:: Task description ::
Rewrite these records with "suit lapel" swapped for "jacket lapel", changing nothing else. Leave out the pictures.

>> begin

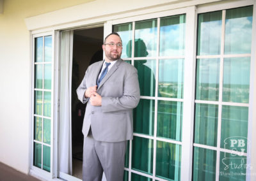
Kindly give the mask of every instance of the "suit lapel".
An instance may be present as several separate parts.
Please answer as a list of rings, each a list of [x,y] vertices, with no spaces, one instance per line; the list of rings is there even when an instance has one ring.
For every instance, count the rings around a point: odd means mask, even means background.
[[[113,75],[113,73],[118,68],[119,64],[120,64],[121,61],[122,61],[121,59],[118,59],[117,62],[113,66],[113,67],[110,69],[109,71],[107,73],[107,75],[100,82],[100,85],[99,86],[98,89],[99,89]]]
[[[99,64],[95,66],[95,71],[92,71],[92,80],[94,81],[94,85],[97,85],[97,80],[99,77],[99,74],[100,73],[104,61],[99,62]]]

>> end

:: Reply ::
Kindly give the mask of every instance of the "jacket lapel".
An instance may be present as several separate parts.
Please answer as a list of rings, each a list of [x,y] vertices, with no spaces, one instance per line; the list of rings is there even when an instance has one ring.
For every instance, count the rings around a point: odd means mask, even means background.
[[[113,75],[113,73],[118,68],[119,64],[120,64],[121,61],[122,61],[121,59],[118,59],[117,62],[113,66],[113,67],[110,69],[109,71],[107,73],[107,75],[100,82],[100,85],[99,86],[98,89],[99,89]]]
[[[99,64],[95,66],[95,71],[92,71],[92,80],[94,81],[94,85],[97,85],[97,80],[99,77],[99,74],[100,73],[104,61],[99,62]]]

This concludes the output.